Object position labeling entries:
****************************************

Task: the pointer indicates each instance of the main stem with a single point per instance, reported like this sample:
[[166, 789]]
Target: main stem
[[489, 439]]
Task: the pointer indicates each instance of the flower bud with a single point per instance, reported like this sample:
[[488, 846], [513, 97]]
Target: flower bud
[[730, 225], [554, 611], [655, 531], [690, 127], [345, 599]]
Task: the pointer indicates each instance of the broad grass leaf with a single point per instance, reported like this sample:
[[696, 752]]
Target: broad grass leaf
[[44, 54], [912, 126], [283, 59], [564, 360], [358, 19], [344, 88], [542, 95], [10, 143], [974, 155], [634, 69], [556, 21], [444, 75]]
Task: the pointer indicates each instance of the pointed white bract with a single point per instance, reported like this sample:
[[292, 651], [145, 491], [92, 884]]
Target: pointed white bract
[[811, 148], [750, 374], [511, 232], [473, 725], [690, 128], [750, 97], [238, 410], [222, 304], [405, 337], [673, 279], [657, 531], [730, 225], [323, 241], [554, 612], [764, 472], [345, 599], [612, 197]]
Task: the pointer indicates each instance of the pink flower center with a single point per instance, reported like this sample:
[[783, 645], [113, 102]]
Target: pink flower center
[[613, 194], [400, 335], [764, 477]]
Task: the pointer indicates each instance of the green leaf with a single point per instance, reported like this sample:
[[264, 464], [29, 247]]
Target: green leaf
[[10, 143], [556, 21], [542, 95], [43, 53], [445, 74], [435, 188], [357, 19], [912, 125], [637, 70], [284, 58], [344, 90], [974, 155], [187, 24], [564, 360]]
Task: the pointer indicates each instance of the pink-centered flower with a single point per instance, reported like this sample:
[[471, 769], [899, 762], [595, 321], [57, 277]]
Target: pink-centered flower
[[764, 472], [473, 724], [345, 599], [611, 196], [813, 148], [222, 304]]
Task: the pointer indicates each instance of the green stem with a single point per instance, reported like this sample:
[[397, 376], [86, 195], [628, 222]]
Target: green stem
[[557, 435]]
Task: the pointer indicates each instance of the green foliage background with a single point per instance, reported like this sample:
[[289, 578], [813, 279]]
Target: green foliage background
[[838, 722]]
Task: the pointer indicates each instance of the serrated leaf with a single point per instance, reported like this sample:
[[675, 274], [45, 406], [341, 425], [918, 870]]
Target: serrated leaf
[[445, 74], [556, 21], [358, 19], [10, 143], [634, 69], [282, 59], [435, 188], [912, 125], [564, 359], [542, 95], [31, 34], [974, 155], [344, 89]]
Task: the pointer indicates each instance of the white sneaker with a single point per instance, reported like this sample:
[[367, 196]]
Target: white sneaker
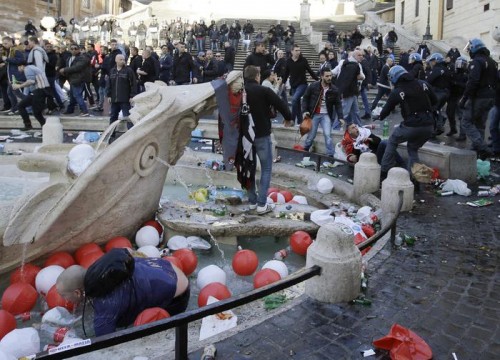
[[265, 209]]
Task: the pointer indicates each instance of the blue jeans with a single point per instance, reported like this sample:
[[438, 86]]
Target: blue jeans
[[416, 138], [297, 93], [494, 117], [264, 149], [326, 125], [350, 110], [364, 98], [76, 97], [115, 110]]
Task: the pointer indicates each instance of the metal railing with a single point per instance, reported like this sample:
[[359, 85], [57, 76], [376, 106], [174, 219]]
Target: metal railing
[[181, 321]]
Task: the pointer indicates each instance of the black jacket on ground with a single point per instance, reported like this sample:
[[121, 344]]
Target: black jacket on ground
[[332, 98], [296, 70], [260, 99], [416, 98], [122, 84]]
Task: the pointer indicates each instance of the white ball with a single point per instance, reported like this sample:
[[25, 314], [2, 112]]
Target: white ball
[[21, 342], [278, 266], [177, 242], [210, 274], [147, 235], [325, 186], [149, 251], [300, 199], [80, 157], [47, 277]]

****************************************

In all of the entries above, replace every "pointer" with "marker" and give the entries again with nothing else changed. Leave the pictures out of your answer.

Task: the marker indicates each instance of the main stem with a single point per instance, reported like this sample:
[[166, 789]]
Target: main stem
[[489, 439]]
Task: the marker indicates each instance of the flower bud with a single point per instance, reported like this sample:
[[488, 846], [513, 97]]
Target: flower bud
[[730, 225], [554, 611], [655, 531], [690, 127], [345, 599]]
Task: the marker indicates each instance of the broad grass leaf with a single point per instance, reported like this sample:
[[696, 752]]
Target: broad grass leaf
[[44, 54], [912, 126], [283, 59], [564, 360], [358, 19], [344, 88], [542, 95], [10, 143], [974, 155], [634, 69], [556, 21], [444, 75]]
Task: the marker indicates each instance of the pointed white bract with a single point per instance, reported like this sample:
[[292, 651], [145, 491], [92, 884]]
Target: pointed white bract
[[811, 148], [750, 374], [511, 232], [473, 725], [690, 128], [750, 97], [238, 410], [222, 304], [405, 337], [673, 279], [657, 531], [730, 225], [323, 241], [554, 612], [764, 472], [345, 599], [612, 197]]
Task: the marker indicates each instance of the pink flower center with a single point per instance, reported like this sample:
[[783, 645], [113, 102]]
Target: pink flower center
[[613, 194], [400, 335], [764, 477]]
Task: the marker indicates each instance of the green leaf with a single point per instance, reported like this sample:
[[264, 464], [29, 247]]
Target: green leaf
[[10, 143], [556, 21], [542, 95], [43, 53], [445, 74], [435, 188], [357, 19], [912, 125], [637, 70], [284, 58], [344, 90], [974, 155], [187, 24], [564, 360]]
Task: the marker indicates each instance of the pink-centered flower with a single point per instance, reported like this sample:
[[471, 769], [899, 762], [595, 321], [57, 277]]
Target: pink-centered flower
[[764, 472], [473, 724], [345, 599], [611, 196], [813, 148], [222, 304]]
Task: the marker indicates each instance of the green stem with a single point per instance, reported like this sample:
[[397, 376], [86, 195], [628, 222]]
Target: green stem
[[557, 435]]
Task: the marker indicates each instance of the green foliage background with a single point per instance, reported like this sample:
[[289, 578], [813, 279]]
Target: green foliage background
[[838, 722]]
Task: the marker indicates each instance of the serrated leaf with a single point per instance, reported like this sample:
[[675, 274], [45, 406], [341, 425], [918, 870]]
Target: serrated leaf
[[445, 74], [556, 21], [358, 19], [10, 143], [634, 69], [282, 59], [435, 188], [912, 125], [564, 359], [542, 95], [31, 34], [974, 155], [344, 89]]
Task: the marker indicates each instance of the white sneaker with a single point per instance, reported like this sample:
[[367, 196]]
Target: white sneaker
[[265, 209]]
Task: the marker indicates each instance of the blue jeans with a single point per instance, reported like this sample:
[[438, 86]]
Target: blue jeans
[[416, 138], [297, 93], [494, 117], [264, 149], [326, 125], [350, 110], [364, 98], [76, 97], [115, 110]]
Task: the marker indicates each instance of the metal railing with a single point per instance, reported like this sample:
[[359, 85], [57, 76], [376, 106], [174, 219]]
Target: metal railing
[[181, 321]]
Task: the marker indicates each instance of the black jacket on ground with a single point per instance, reported like this sample:
[[121, 344]]
Target: black jacket on ground
[[332, 98], [296, 70], [260, 99], [416, 98], [122, 84]]
Task: the marker indicates each instance of the white ball with a single point per instance, reported like this sample:
[[25, 314], [2, 112]]
Target: white ball
[[21, 342], [278, 266], [177, 242], [210, 274], [147, 235], [325, 186], [149, 251], [300, 199], [80, 157], [47, 277]]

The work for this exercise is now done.